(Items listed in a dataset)
◇ ◇ ◇ ◇ ◇

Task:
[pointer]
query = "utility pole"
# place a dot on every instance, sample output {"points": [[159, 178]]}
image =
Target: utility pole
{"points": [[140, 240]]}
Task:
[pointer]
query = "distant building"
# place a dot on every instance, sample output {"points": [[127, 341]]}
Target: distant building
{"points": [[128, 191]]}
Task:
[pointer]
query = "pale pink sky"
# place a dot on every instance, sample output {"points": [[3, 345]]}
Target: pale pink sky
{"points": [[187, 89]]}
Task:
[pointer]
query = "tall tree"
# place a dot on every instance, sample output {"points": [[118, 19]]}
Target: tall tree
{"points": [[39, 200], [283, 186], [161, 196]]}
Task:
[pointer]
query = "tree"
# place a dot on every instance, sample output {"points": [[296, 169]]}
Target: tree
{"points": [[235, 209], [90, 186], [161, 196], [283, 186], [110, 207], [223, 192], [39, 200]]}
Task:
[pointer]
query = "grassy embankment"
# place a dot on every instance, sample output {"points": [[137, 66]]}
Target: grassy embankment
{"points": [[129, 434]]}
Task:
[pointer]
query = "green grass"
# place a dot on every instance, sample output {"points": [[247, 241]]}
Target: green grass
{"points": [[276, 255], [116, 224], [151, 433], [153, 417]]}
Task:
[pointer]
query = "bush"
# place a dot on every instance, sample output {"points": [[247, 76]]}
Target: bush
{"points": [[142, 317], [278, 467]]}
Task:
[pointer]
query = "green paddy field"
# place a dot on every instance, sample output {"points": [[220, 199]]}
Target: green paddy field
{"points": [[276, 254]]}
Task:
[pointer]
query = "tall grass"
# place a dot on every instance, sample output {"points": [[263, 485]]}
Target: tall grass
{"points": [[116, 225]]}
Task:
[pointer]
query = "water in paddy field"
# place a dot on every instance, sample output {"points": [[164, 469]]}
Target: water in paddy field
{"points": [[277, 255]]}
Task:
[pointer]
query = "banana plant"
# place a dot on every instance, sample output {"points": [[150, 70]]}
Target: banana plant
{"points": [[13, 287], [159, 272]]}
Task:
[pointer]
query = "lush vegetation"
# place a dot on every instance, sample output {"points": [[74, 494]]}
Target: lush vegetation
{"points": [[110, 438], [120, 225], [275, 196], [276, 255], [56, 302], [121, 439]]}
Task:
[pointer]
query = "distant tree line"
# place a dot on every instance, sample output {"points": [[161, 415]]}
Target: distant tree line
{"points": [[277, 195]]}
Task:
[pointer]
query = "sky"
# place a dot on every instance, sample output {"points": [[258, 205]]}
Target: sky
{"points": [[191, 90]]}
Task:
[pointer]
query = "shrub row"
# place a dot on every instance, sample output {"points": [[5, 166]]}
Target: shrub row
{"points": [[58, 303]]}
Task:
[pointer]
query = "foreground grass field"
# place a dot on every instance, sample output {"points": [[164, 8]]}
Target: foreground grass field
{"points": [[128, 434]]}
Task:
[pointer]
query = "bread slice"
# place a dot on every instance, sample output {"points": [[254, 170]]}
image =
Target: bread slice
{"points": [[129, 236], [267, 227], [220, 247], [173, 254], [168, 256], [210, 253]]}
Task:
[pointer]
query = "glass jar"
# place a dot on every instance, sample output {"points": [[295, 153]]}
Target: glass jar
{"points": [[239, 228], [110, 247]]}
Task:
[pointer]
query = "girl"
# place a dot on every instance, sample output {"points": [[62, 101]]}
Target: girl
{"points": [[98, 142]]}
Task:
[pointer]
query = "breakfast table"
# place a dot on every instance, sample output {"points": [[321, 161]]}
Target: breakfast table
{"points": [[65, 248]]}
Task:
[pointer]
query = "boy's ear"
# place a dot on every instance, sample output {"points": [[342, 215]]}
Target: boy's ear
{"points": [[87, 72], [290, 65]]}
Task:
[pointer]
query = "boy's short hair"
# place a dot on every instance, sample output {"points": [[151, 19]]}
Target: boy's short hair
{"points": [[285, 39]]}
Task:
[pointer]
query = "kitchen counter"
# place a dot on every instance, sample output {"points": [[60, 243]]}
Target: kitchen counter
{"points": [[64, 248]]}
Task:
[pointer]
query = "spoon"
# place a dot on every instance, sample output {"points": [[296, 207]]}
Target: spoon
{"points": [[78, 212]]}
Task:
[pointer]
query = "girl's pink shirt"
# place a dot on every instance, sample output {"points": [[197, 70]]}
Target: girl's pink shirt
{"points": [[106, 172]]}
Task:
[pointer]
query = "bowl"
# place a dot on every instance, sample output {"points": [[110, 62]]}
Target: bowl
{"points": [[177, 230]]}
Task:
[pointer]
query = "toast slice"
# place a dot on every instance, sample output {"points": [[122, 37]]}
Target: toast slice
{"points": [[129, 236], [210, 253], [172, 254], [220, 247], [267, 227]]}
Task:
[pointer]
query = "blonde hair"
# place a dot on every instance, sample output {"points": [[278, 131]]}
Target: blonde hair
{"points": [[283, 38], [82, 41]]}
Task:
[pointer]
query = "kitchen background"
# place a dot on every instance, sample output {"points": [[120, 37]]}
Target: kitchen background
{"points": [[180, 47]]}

◇ ◇ ◇ ◇ ◇

Each of the records is to be written out again without alteration.

• _Output below_
Task:
[pointer]
query = "utility pole"
# place a dot on every instance, sample output {"points": [[159, 178]]}
image =
Target: utility pole
{"points": [[140, 240]]}
Task:
[pointer]
query = "distant building"
# place a dot on every instance, sample output {"points": [[127, 341]]}
Target: distant building
{"points": [[128, 191]]}
Task:
[pointer]
query = "pale pink sky"
# place a dot on every instance, sample output {"points": [[3, 345]]}
Target: pale pink sky
{"points": [[187, 89]]}
Task:
[pointer]
query = "tall tree"
# place a dot on every instance, sample output {"points": [[118, 19]]}
Target: tall tree
{"points": [[39, 200], [283, 186], [161, 196]]}
Task:
[pointer]
query = "tree"
# place a dot on every instance, sample output {"points": [[296, 169]]}
Target: tree
{"points": [[235, 209], [90, 186], [161, 196], [283, 186], [110, 207], [223, 192], [39, 200]]}
Task:
[pointer]
query = "grassy embankment"
# place a dot on every instance, sample output {"points": [[137, 66]]}
Target: grassy embankment
{"points": [[129, 434]]}
Task:
[pointer]
query = "green grass"
# place a dot on every instance, sample output {"points": [[247, 241]]}
Target: green grass
{"points": [[276, 255], [116, 224], [151, 433], [153, 417]]}
Task:
[pointer]
query = "bush"
# place a dot on every instance, sample output {"points": [[247, 76]]}
Target: bush
{"points": [[142, 317], [278, 467]]}
Task:
[pointer]
query = "green paddy field"
# place a dot on every instance, sample output {"points": [[220, 199]]}
Target: green paddy field
{"points": [[276, 254]]}
Task:
[pointer]
query = "tall grass"
# place a dot on every instance, sample output {"points": [[263, 485]]}
Target: tall grass
{"points": [[116, 225]]}
Task:
[pointer]
query = "water in paddy field"
# place a dot on every instance, sample output {"points": [[164, 469]]}
Target: water in paddy field
{"points": [[277, 255]]}
Task:
[pointer]
query = "banana plant"
# place a dot on every instance, sample output {"points": [[150, 70]]}
Target: banana plant
{"points": [[13, 287], [159, 272]]}
Task:
[pointer]
query = "lush vegetation"
# place a dot on every instance, sample output {"points": [[74, 494]]}
Target: lush vegetation
{"points": [[110, 438], [120, 225], [275, 196], [276, 255], [56, 302], [121, 439]]}
Task:
[pointer]
query = "distant tree line"
# place a dot on every instance, sample output {"points": [[161, 415]]}
Target: distant tree line
{"points": [[277, 195]]}
Task:
[pointer]
query = "sky"
# place a dot on every instance, sample output {"points": [[258, 205]]}
Target: sky
{"points": [[191, 90]]}
Task:
[pointer]
query = "shrub row"
# place a dot on every instance, sample output {"points": [[5, 166]]}
Target: shrub row
{"points": [[58, 303]]}
Task:
[pointer]
query = "foreground grass field"
# place a dot on every instance, sample output {"points": [[164, 8]]}
Target: foreground grass field
{"points": [[128, 434]]}
Task:
[pointer]
query = "bread slice"
# place a dot on every instance, sample output {"points": [[254, 170]]}
image =
Target: bread slice
{"points": [[129, 236], [267, 227], [220, 247], [173, 254], [168, 256], [210, 253]]}
Task:
[pointer]
query = "glass jar"
# place a dot on every instance, sample output {"points": [[295, 153]]}
Target: glass jar
{"points": [[239, 228], [110, 247]]}
Task:
[pointer]
query = "girl"
# place a dot on every instance, sample output {"points": [[62, 101]]}
Target: girl
{"points": [[98, 142]]}
Task:
[pointer]
query = "breakfast table"
# place a dot on every instance, sample output {"points": [[321, 161]]}
Target: breakfast table
{"points": [[65, 248]]}
Task:
[pointer]
query = "boy's ear"
# place a dot on every instance, sample output {"points": [[342, 215]]}
Target: boy's ear
{"points": [[87, 72], [290, 65]]}
Task:
[pointer]
query = "boy's short hair"
# place a dot on every instance, sample output {"points": [[151, 19]]}
Target: boy's short hair
{"points": [[285, 39]]}
Task:
[pointer]
query = "kitchen counter"
# place a dot on every instance, sample output {"points": [[60, 243]]}
Target: kitchen counter
{"points": [[64, 248]]}
Task:
[pointer]
query = "spoon"
# place a dot on every instance, sample output {"points": [[296, 207]]}
Target: spoon
{"points": [[78, 212]]}
Task:
[pointer]
query = "girl's pink shirt"
# place a dot on every instance, sample output {"points": [[197, 70]]}
Target: girl's pink shirt
{"points": [[106, 172]]}
Task:
[pointer]
query = "bowl"
# place a dot on every instance, sample output {"points": [[110, 62]]}
Target: bowl
{"points": [[177, 230]]}
Task:
[pointer]
query = "toast slice"
# place a dot on every instance, sample output {"points": [[122, 37]]}
Target: toast slice
{"points": [[129, 236], [210, 253], [172, 254], [220, 247], [267, 227]]}
Task:
[pointer]
query = "blonde hair"
# place a dot on every instance, sample output {"points": [[278, 131]]}
Target: blonde hair
{"points": [[283, 38], [82, 41]]}
Task:
[pointer]
query = "kitchen background"
# place a dot on every instance, sample output {"points": [[120, 37]]}
Target: kitchen background
{"points": [[180, 47]]}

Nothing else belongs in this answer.